The second case is HMRC v Marc Gunnarsson, heard by the Upper Tribunal Tax and Chancery Chamber in July 2025. Mr Gunnarsson, representing himself, submitted a skeleton argument referencing three First-tier Tribunal decisions that he said supported his case. HMRC informed him that the decisions did not exist. Mr Gunnarsson sent a revised submission removing the references and during the hearing confirmed he had used AI to help prepare his written submissions. The Upper Tribunal agreed with HMRC that coronavirus Self-Employment Income Support Scheme claims made by a director of a limited company were incorrect and required repayment. The AI-generated case law had not only failed to support his position; it had undermined his credibility before the tribunal.

The third case is Bodrul Zzaman v HMRC, heard by the First-tier Tribunal in 2025. Mr Zzaman, a father challenging a High Income Child Benefit Charge of £2,500, used AI to draft his statement of case. The tribunal dismissed his arguments as irrelevant to the legal question at issue. The judge explicitly noted that the case highlights the dangers of reliance on AI tools without human checks to confirm that what the tool is generating is accurate.

The fourth case, the most recent at the time of writing, is G Elden v HMRC, heard in January 2026. This case introduced a further variation: the submissions cited real case names, but the extracts presented were inaccurate, irrelevant, or unsupported by the actual decisions. The cases existed; the propositions attributed to them did not. The judge issued an explicit warning that the responsibility for verifying the accuracy of cited references lies with the human relying on them, not with the AI tool that generated them.

[Required work]
Can you continue the text on AI-generated citations in UK tax tribunal cases, starting right after its last sentence? The records come from an unrelated source.

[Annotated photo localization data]
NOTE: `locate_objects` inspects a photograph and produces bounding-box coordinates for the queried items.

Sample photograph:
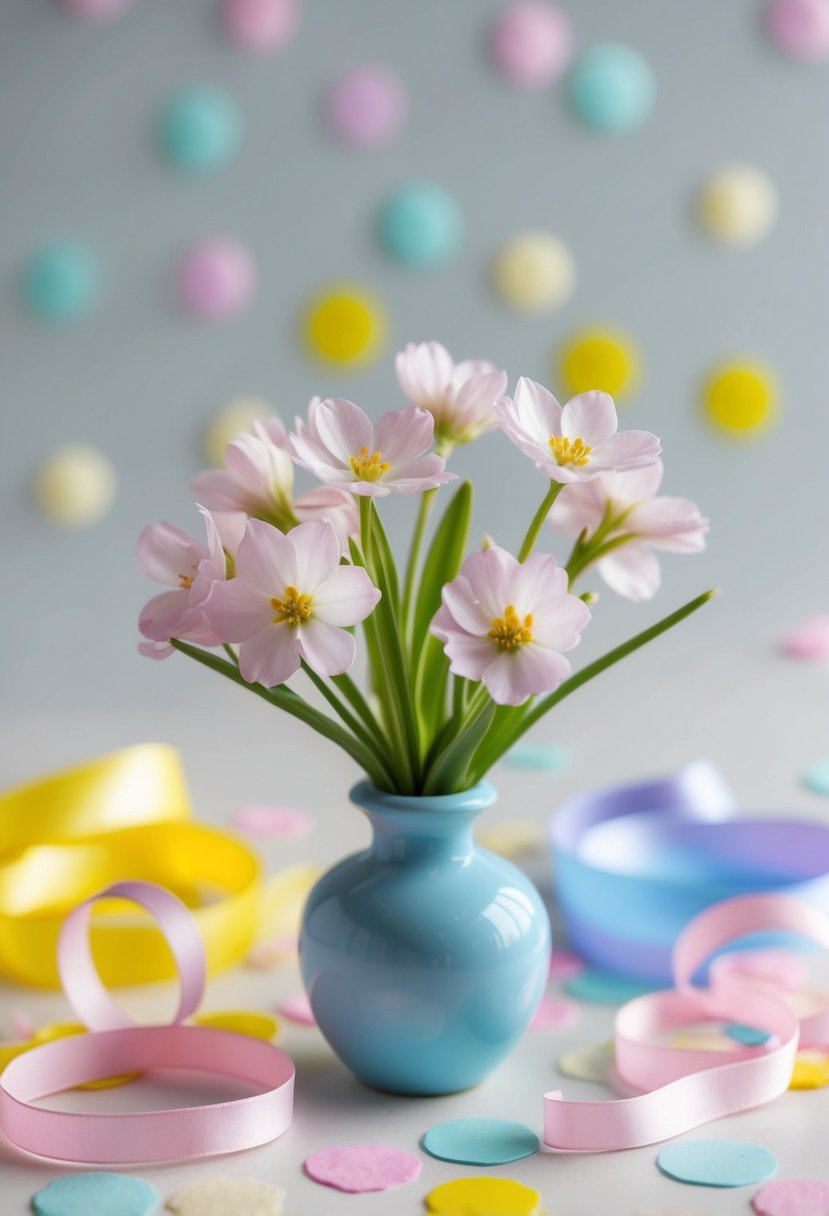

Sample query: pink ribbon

[0,882,294,1165]
[545,895,829,1152]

[Output]
By late 2025, a survey of disciplinary actions and court records had documented nearly 800 AI-related citation errors across at least 25 countries, according to a paper published in January 2026 in the International Tax Journal, cited by Bloomberg Tax. The UK cases are not isolated incidents. They are part of a documented global pattern.

The ACCA (Association of Chartered Certified Accountants) published topical guidance on AI and professional conduct in January 2026, stating explicitly: ‘In all cases it is important to remember that outputs from AI tools should not be used as authoritative tax or legal advice, with review to be undertaken by a qualified professional in the specific context of the client to whom the advice is being provided.’ The Professional Conduct in Relation to Taxation guidance, adopted by all major UK accounting and tax professional bodies including the ACCA, the Chartered Institute of Taxation, and the Institute of Chartered Accountants in England and Wales, was updated in 2025 to address AI specifically. The Financial Reporting Council’s March 2026 guidance stated that unchecked AI hallucinations constitute evidence of a lack of professional scepticism, the standard it applies to audit partners and finance directors.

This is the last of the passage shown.